- [Problem to solve] Arrange every line of the data below as a Markdown table with two columns, Row and Line, numbering the rows and skipping blank lines. Leave the pictures out.
-- start --
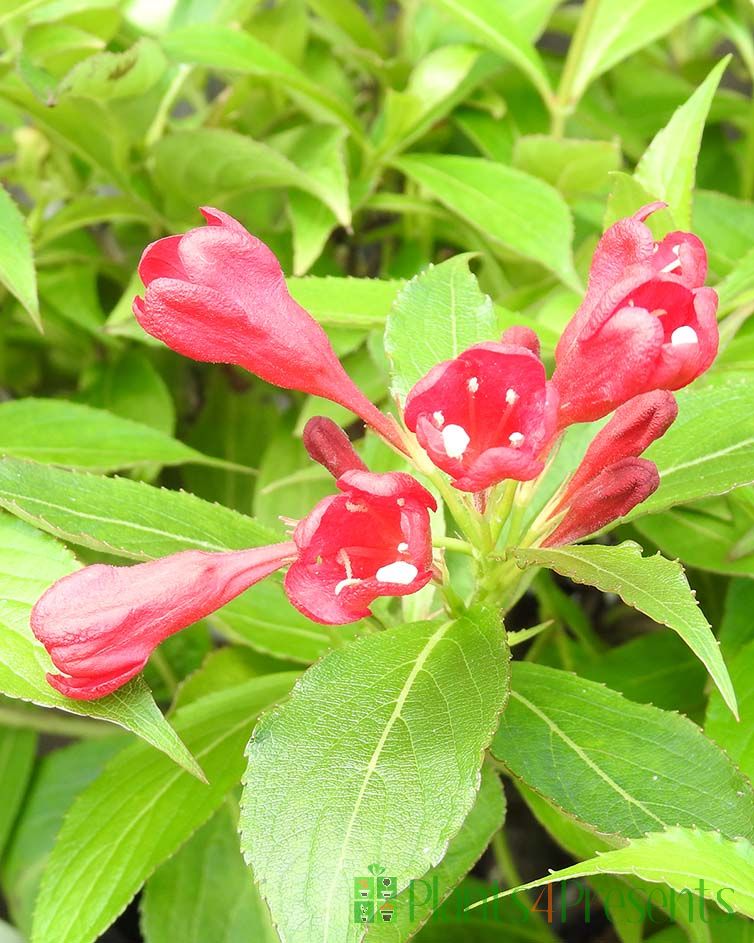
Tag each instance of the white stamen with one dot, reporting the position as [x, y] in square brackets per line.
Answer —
[398, 572]
[684, 335]
[455, 439]
[345, 561]
[676, 263]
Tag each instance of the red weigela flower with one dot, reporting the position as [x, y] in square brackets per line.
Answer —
[613, 492]
[646, 322]
[485, 416]
[218, 294]
[101, 624]
[372, 540]
[633, 428]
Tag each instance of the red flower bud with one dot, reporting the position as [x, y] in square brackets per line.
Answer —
[328, 445]
[646, 322]
[520, 336]
[485, 416]
[218, 294]
[633, 428]
[606, 497]
[372, 540]
[101, 623]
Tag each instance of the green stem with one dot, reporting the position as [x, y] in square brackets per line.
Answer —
[47, 721]
[162, 666]
[453, 543]
[567, 96]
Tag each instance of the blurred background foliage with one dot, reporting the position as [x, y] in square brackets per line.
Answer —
[356, 140]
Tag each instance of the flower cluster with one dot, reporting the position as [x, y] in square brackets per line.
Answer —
[490, 416]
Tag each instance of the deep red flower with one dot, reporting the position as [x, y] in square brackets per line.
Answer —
[634, 427]
[646, 322]
[218, 294]
[485, 416]
[328, 445]
[101, 623]
[613, 492]
[372, 540]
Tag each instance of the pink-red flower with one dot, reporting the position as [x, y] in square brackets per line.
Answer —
[611, 479]
[101, 623]
[646, 322]
[372, 540]
[485, 416]
[218, 294]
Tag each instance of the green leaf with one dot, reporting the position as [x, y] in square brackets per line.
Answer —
[62, 433]
[620, 27]
[668, 166]
[443, 79]
[345, 302]
[736, 737]
[706, 451]
[264, 619]
[573, 167]
[29, 562]
[488, 21]
[394, 721]
[58, 779]
[213, 163]
[521, 214]
[206, 893]
[140, 811]
[627, 196]
[16, 259]
[131, 388]
[8, 934]
[112, 75]
[704, 536]
[17, 752]
[123, 517]
[219, 47]
[683, 858]
[653, 585]
[415, 907]
[86, 211]
[435, 317]
[622, 769]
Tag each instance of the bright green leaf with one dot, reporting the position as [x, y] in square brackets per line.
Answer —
[62, 433]
[683, 858]
[521, 214]
[206, 893]
[668, 166]
[620, 768]
[120, 516]
[489, 22]
[653, 585]
[435, 317]
[16, 258]
[395, 721]
[140, 811]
-- end --
- [Solution for this task]
| Row | Line |
|---|---|
| 1 | Tag each instance of the white stamen with one dot, reporting the position as [x, y] in square brackets per line. |
| 2 | Answer — |
| 3 | [398, 572] |
| 4 | [684, 335] |
| 5 | [455, 439] |
| 6 | [345, 561] |
| 7 | [676, 263] |
| 8 | Tag each instance of the red weigela flower with one dot, reporting the position as [x, y] in square brackets per line. |
| 9 | Answer — |
| 10 | [613, 492] |
| 11 | [646, 322] |
| 12 | [485, 416] |
| 13 | [218, 294] |
| 14 | [101, 624] |
| 15 | [372, 540] |
| 16 | [633, 428] |
| 17 | Tag each instance of the red flower bud with one dot, reporting the position as [x, y] in square brackets per line. |
| 18 | Answer — |
| 19 | [328, 445] |
| 20 | [646, 322] |
| 21 | [520, 336] |
| 22 | [485, 416] |
| 23 | [218, 294] |
| 24 | [633, 428] |
| 25 | [606, 497] |
| 26 | [372, 540] |
| 27 | [101, 623] |
| 28 | Tag each instance of the green stem with one dot, reporting the position as [x, y] in square brackets per line. |
| 29 | Answer — |
| 30 | [47, 721] |
| 31 | [162, 666] |
| 32 | [453, 543] |
| 33 | [567, 96] |
| 34 | Tag each instance of the blurred background foliage with one dot, reporting the position as [x, y] in square brackets per line. |
| 35 | Answer — |
| 36 | [356, 140] |
| 37 | Tag each instance of the flower cluster with one dot, reporting the position as [x, y] in square brackets per line. |
| 38 | Answer — |
| 39 | [490, 416] |
| 40 | Tag each instance of the deep red flower with one dot, reporting the position as [x, y] in square brackets per line. |
| 41 | Answer — |
| 42 | [634, 427] |
| 43 | [646, 322] |
| 44 | [218, 294] |
| 45 | [485, 416] |
| 46 | [328, 445] |
| 47 | [101, 623] |
| 48 | [613, 492] |
| 49 | [372, 540] |
| 50 | Tag each instance of the pink-red flower with one dot, reporting the position as [x, y] in square brackets per line. |
| 51 | Answer — |
| 52 | [611, 479] |
| 53 | [101, 623] |
| 54 | [646, 322] |
| 55 | [372, 540] |
| 56 | [485, 416] |
| 57 | [218, 294] |
| 58 | Tag each instance of the green leaf with one dot, reporting the position as [x, y] in square brackets per line. |
| 59 | Answer — |
| 60 | [62, 433] |
| 61 | [620, 27] |
| 62 | [668, 166] |
| 63 | [443, 79] |
| 64 | [345, 302] |
| 65 | [736, 737] |
| 66 | [706, 451] |
| 67 | [264, 619] |
| 68 | [573, 167] |
| 69 | [29, 562] |
| 70 | [488, 21] |
| 71 | [394, 721] |
| 72 | [58, 779] |
| 73 | [213, 163] |
| 74 | [521, 214] |
| 75 | [206, 893] |
| 76 | [140, 811] |
| 77 | [627, 196] |
| 78 | [16, 259] |
| 79 | [131, 388] |
| 80 | [8, 934] |
| 81 | [112, 75] |
| 82 | [704, 536] |
| 83 | [17, 752] |
| 84 | [123, 517] |
| 85 | [219, 47] |
| 86 | [683, 858] |
| 87 | [653, 585] |
| 88 | [415, 907] |
| 89 | [86, 211] |
| 90 | [435, 317] |
| 91 | [622, 769] |
| 92 | Tag each instance of the bright green leaf with one dot, reporting the position as [x, y] in square brackets per line. |
| 93 | Answer — |
| 94 | [62, 433] |
| 95 | [683, 858] |
| 96 | [521, 214] |
| 97 | [206, 893] |
| 98 | [668, 166] |
| 99 | [620, 768] |
| 100 | [120, 516] |
| 101 | [489, 22] |
| 102 | [653, 585] |
| 103 | [435, 317] |
| 104 | [16, 258] |
| 105 | [395, 721] |
| 106 | [140, 811] |